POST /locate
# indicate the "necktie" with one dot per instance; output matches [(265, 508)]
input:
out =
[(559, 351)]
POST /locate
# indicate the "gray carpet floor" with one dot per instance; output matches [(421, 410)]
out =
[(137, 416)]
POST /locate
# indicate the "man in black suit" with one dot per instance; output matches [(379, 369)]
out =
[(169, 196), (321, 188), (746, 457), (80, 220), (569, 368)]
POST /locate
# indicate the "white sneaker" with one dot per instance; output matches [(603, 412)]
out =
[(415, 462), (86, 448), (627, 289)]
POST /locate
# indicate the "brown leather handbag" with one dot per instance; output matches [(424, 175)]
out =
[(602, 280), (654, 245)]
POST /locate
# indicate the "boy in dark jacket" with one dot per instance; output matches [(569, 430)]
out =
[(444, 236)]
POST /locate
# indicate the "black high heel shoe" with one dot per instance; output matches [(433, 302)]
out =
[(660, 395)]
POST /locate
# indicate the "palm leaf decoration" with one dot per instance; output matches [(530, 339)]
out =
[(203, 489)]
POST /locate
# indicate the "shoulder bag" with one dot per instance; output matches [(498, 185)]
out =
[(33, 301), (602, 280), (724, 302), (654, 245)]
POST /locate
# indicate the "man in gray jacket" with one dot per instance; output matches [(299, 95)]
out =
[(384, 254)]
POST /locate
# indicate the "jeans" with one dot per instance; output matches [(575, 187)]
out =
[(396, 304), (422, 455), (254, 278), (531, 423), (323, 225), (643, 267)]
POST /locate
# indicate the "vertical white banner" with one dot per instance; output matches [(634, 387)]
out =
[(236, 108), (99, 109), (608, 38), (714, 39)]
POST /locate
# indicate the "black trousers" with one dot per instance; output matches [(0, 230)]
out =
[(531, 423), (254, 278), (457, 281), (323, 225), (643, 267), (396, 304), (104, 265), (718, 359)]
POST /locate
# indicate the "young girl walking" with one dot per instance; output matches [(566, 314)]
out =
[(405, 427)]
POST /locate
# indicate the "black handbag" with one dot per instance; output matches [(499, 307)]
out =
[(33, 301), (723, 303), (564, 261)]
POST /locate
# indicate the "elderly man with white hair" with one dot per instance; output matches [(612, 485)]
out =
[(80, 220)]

══════════

■ What is needed ■
Duplicate the records line for line, beginning with the first line and continuing through the line that contains "[(660, 395)]".

■ Solved exercise ■
POST /locate
# indicate the "necktie" with one dot per instance; output matches [(265, 508)]
input:
out =
[(559, 351)]
POST /locate
# indicate the "gray carpet floor" with one dot per instance; output matches [(421, 410)]
out =
[(137, 416)]
POST /locate
# indicate the "man in black suit" with one dot per instance; output matches [(379, 369)]
out =
[(169, 196), (321, 188), (746, 457), (80, 220), (569, 368)]
POST /locate
# indicate the "white sneaker" with one dot per instance; output matches [(603, 412)]
out =
[(415, 462), (86, 448), (627, 289)]
POST /locate
# indicate the "brown leather handbag" with one dot per instance; output matches [(424, 175)]
out =
[(602, 280), (654, 245)]
POST /locate
# indicate the "boy in dark jacket" with one dot per instance; output matches [(569, 430)]
out =
[(444, 236)]
POST /locate
# indicate the "black high heel shoe" with one dot per instance; output matches [(433, 302)]
out =
[(660, 395)]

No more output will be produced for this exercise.